» **Material supplied**:
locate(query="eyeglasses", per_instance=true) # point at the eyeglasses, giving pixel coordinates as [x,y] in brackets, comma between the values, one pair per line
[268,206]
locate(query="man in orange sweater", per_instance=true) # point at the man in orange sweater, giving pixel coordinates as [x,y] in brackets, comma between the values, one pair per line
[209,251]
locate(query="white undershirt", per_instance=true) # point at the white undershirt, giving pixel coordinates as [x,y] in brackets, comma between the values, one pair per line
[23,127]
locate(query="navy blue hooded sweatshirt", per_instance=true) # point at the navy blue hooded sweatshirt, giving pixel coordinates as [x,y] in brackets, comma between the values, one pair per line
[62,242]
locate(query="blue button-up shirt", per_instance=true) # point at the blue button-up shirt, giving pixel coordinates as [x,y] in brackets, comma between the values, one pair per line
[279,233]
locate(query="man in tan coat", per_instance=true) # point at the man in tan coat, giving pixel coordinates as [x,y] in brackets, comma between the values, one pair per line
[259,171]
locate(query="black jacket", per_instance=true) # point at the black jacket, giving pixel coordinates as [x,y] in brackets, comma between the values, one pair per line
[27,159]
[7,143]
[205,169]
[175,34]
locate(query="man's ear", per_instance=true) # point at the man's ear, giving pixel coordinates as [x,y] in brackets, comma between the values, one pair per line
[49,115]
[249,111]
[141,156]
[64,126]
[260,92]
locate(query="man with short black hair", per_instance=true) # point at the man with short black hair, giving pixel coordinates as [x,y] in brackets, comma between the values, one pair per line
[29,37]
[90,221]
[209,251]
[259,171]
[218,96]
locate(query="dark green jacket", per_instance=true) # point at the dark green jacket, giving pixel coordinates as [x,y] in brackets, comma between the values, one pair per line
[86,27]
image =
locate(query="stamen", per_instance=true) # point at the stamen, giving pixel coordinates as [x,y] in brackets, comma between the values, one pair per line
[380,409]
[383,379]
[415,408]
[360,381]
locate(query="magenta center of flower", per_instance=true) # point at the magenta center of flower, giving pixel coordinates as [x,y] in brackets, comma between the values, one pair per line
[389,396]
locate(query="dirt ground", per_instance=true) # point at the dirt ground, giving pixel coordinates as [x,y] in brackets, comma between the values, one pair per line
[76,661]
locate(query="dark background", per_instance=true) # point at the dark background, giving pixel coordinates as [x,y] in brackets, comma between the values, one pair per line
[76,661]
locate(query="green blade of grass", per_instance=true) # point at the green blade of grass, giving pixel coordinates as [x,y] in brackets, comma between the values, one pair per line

» **Assignment**: Your task is to output the material above exactly.

» **Exercise result**:
locate(query="eyeglasses", per_instance=true) # point at the eyeglasses, giving pixel coordinates as [x,y] in brackets, comma between the values, one pair per line
[268,206]
locate(query="man in orange sweater", per_instance=true) # point at the man in orange sweater, giving pixel coordinates as [x,y] in brackets, comma between the values, one pair per line
[209,251]
locate(query="white undershirt", per_instance=true) # point at the white undershirt, giving pixel coordinates as [x,y] in brackets, comma between the values, one pair per line
[23,127]
locate(query="navy blue hooded sweatshirt", per_instance=true) # point at the navy blue hooded sweatshirt, giving pixel coordinates as [x,y] in brackets, comma between the values, one pair per line
[62,242]
locate(query="blue button-up shirt", per_instance=true) # point at the blue button-up shirt, giving pixel coordinates as [x,y] in brackets, comma between the values, one pair per line
[279,233]
locate(query="man in tan coat", per_instance=true) # point at the man in tan coat, giving pixel coordinates as [x,y] in brackets, comma between the values, one pair per line
[259,171]
locate(query="black jacket", per_instance=true) # point at the black jacket, giving pixel coordinates as [x,y] in brackets, comma between the values, one pair per line
[27,159]
[7,143]
[205,169]
[175,34]
locate(query="man's ear", per_instance=true) # point at the man's ear, giving pixel coordinates as [x,y] in brackets, comma between the values, one pair per line
[49,115]
[249,111]
[141,156]
[64,126]
[260,92]
locate(query="man with short black hair", per_instance=true) # point at the man with short black hair, giving pixel coordinates as [x,y] in brackets, comma between the values, one pair per line
[29,37]
[90,221]
[209,251]
[259,171]
[218,96]
locate(query="dark green jacket", per_instance=true) # point at the dark green jacket, giving pixel coordinates as [x,y] in brackets, comma between the values, one pair per line
[86,27]
image =
locate(query="stamen", per_instance=true) # point at the stamen, giving pixel coordinates as [x,y] in brackets, comma between the values, one pair per line
[380,409]
[383,379]
[415,408]
[360,381]
locate(query="magenta center of flower", per_instance=true) # point at the magenta center of flower, giving pixel coordinates as [x,y] in brackets, comma between the values, one pair per line
[389,396]
locate(query="dirt ground", per_instance=true) # point at the dirt ground, giving pixel coordinates as [x,y] in brackets, comma between the values, one pair per line
[76,661]
locate(query="dark background", per_instance=true) # point at the dark background, giving pixel coordinates as [x,y] in brackets, comma between the values, one pair per line
[76,661]
locate(query="green blade of grass", per_instance=true) # point at the green blade of grass, giving pixel coordinates as [x,y] in brackets, comma between the values, one pair per line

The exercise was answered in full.